> **WHAT YOU NEED TO DO**
Could you retype all of the records exactly, leaving out every picture?

> **EXTRACTED ENTRIES**

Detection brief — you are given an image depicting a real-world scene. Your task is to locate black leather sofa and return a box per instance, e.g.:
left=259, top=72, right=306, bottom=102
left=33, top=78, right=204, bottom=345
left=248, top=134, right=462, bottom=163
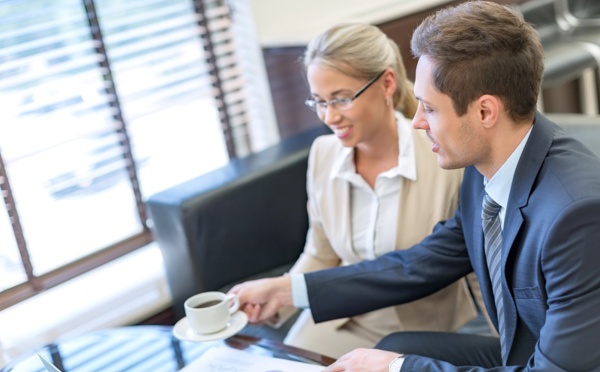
left=147, top=114, right=600, bottom=340
left=147, top=124, right=330, bottom=321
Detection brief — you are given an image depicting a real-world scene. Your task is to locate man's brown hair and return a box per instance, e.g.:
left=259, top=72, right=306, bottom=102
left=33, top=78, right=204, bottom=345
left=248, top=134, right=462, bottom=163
left=411, top=1, right=544, bottom=122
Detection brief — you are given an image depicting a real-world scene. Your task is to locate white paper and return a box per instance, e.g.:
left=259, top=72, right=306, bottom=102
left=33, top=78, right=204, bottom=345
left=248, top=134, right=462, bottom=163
left=179, top=346, right=325, bottom=372
left=38, top=354, right=62, bottom=372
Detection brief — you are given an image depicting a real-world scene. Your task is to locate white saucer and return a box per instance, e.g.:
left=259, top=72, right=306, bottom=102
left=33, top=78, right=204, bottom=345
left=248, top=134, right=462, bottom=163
left=173, top=311, right=248, bottom=342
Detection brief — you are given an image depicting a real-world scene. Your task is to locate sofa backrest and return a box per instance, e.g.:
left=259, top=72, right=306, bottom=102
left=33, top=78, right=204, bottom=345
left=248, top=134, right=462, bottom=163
left=547, top=113, right=600, bottom=157
left=148, top=113, right=600, bottom=320
left=148, top=125, right=330, bottom=319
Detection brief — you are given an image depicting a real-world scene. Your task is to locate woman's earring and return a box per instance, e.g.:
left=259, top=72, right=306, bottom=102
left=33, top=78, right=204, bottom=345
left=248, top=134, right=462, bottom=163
left=386, top=98, right=391, bottom=106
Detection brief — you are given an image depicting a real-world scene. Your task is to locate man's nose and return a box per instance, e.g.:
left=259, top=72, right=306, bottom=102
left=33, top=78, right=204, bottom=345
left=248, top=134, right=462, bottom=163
left=412, top=103, right=429, bottom=130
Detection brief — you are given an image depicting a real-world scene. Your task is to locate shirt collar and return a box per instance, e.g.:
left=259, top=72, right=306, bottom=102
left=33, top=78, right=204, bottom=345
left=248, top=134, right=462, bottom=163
left=331, top=112, right=417, bottom=181
left=485, top=126, right=533, bottom=212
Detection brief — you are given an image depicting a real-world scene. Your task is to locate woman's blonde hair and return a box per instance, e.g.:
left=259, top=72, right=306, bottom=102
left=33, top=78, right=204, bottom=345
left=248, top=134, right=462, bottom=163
left=303, top=22, right=417, bottom=118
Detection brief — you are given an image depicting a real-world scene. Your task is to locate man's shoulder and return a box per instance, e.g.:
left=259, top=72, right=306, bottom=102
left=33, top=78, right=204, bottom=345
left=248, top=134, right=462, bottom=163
left=546, top=125, right=600, bottom=193
left=519, top=114, right=600, bottom=202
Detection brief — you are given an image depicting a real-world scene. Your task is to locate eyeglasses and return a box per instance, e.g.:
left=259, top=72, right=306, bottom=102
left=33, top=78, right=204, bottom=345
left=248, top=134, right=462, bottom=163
left=304, top=70, right=386, bottom=113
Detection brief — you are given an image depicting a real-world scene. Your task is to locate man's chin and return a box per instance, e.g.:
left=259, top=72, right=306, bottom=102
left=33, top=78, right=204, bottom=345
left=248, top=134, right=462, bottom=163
left=437, top=156, right=450, bottom=169
left=437, top=157, right=462, bottom=170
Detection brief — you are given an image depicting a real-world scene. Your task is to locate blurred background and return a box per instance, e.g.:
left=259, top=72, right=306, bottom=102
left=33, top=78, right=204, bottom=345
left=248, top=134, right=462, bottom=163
left=1, top=0, right=594, bottom=365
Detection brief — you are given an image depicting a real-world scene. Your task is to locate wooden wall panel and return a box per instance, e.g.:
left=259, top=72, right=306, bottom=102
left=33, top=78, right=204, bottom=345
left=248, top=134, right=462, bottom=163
left=263, top=0, right=542, bottom=139
left=378, top=0, right=527, bottom=82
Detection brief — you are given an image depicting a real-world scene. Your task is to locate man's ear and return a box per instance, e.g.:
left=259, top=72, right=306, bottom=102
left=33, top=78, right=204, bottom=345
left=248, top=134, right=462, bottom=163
left=477, top=95, right=500, bottom=128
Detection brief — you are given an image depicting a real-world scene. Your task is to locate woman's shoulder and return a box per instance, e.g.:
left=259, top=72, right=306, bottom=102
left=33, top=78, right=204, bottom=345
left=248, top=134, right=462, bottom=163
left=310, top=133, right=345, bottom=159
left=311, top=132, right=340, bottom=148
left=307, top=133, right=349, bottom=182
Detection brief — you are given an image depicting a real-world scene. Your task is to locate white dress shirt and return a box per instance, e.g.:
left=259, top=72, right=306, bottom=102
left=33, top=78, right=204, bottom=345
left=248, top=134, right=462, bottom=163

> **EXERCISE RESULT**
Detection brief — you are given an image depicting a real-world scene. Your task is to locate black leather sofa and return a box per instance, e.g.:
left=259, top=72, right=306, bottom=102
left=33, top=78, right=204, bottom=345
left=248, top=134, right=462, bottom=163
left=147, top=114, right=600, bottom=340
left=147, top=124, right=330, bottom=321
Detection brief — you are given an image depicting a real-world scene. Your task is to locate man's brown hair and return a box per instance, e.g.:
left=259, top=72, right=306, bottom=102
left=33, top=78, right=204, bottom=345
left=248, top=134, right=462, bottom=163
left=411, top=1, right=544, bottom=122
Detection brief — you are given an image depicting a real-world scene. Your task is to locate white paper and return a box per instance, e.g.:
left=259, top=72, right=306, bottom=102
left=33, top=78, right=204, bottom=345
left=248, top=134, right=462, bottom=163
left=179, top=346, right=325, bottom=372
left=38, top=354, right=62, bottom=372
Detection brief — you are given an image depicting a real-world scene. Your task is to locate white saucer and return a box per instance, e.g.:
left=259, top=72, right=306, bottom=102
left=33, top=78, right=204, bottom=345
left=248, top=134, right=462, bottom=163
left=173, top=311, right=248, bottom=342
Detection brief — you are given an image depicting a real-world scene. Your task is to locate sofa backrest and return a box per instance, e.g.:
left=259, top=72, right=306, bottom=102
left=33, top=78, right=204, bottom=345
left=248, top=134, right=462, bottom=163
left=547, top=113, right=600, bottom=157
left=148, top=113, right=600, bottom=320
left=148, top=125, right=330, bottom=319
Detection brief — you are given an image depicting a real-world scene. Your task is to locate woman's earring and return a box per instance, e.g.:
left=259, top=72, right=306, bottom=102
left=33, top=78, right=204, bottom=345
left=248, top=134, right=462, bottom=163
left=386, top=98, right=391, bottom=106
Detection brief — you are given an image depicting a real-world scene. Your task is to locate man's nose and return a box per instance, e.g.:
left=259, top=72, right=306, bottom=102
left=33, top=78, right=204, bottom=345
left=248, top=134, right=462, bottom=163
left=412, top=103, right=429, bottom=130
Detection brief — you are given an image depicting a real-world scene. Your task is to locate shirt collar and return a box per instance, e.g.:
left=259, top=72, right=306, bottom=102
left=33, top=78, right=204, bottom=345
left=248, top=134, right=462, bottom=163
left=331, top=112, right=417, bottom=181
left=485, top=126, right=533, bottom=212
Detection brief — you are given an image depicting a real-world scene. Your task is to locate woman's blonde hair and return a box per instance, e.g.:
left=259, top=72, right=306, bottom=102
left=33, top=78, right=204, bottom=345
left=248, top=134, right=462, bottom=163
left=303, top=22, right=417, bottom=118
Detection brief — you are given an image depicting a real-world scene. Your task is to locate man's shoulder and return a box per instance, e.g.:
left=259, top=72, right=306, bottom=102
left=33, top=78, right=204, bottom=345
left=248, top=134, right=462, bottom=163
left=546, top=125, right=600, bottom=193
left=519, top=114, right=600, bottom=202
Detection brief — you are given an image depicting a real-world scene. Your task is to locate eyeglasses and return a box per instance, e.g.:
left=259, top=72, right=306, bottom=102
left=33, top=78, right=204, bottom=345
left=248, top=134, right=462, bottom=163
left=304, top=70, right=386, bottom=113
Detection brief — you are given an image depicting a real-world scene. Your task is to locate man's chin and return a box per instance, e.g.:
left=259, top=72, right=306, bottom=102
left=33, top=78, right=204, bottom=345
left=248, top=134, right=462, bottom=163
left=437, top=156, right=450, bottom=169
left=437, top=157, right=462, bottom=170
Detection brief — you are given an image depicting a real-world scene. Your task is to locate blurred background and return a box per instance, e.g.:
left=259, top=72, right=306, bottom=102
left=33, top=78, right=204, bottom=345
left=248, top=134, right=462, bottom=163
left=1, top=0, right=594, bottom=365
Detection brief — you are given an image depicting a real-world scene. Your task is to locate wooden wall panel and return a box per instance, e.g.:
left=259, top=72, right=306, bottom=102
left=33, top=78, right=204, bottom=345
left=248, top=134, right=462, bottom=163
left=263, top=0, right=542, bottom=139
left=378, top=0, right=527, bottom=82
Detection brief — you are given an image depicting a real-world scene. Your task is to locate man's ear and return a box per instance, e.g.:
left=259, top=72, right=306, bottom=102
left=33, top=78, right=204, bottom=345
left=248, top=134, right=462, bottom=163
left=477, top=95, right=500, bottom=128
Detection brief — you are given an image depicting a real-world scene. Your task is to locate woman's shoulder and return a box per instance, e.g.:
left=259, top=72, right=306, bottom=102
left=33, top=78, right=204, bottom=345
left=248, top=134, right=462, bottom=163
left=310, top=133, right=345, bottom=159
left=311, top=132, right=340, bottom=148
left=307, top=133, right=349, bottom=182
Detection brief — you are given an image depicting a real-world scene. Your task is to locate white dress shirt and return a box per instance, e.g.:
left=259, top=72, right=306, bottom=102
left=33, top=78, right=204, bottom=345
left=248, top=134, right=462, bottom=163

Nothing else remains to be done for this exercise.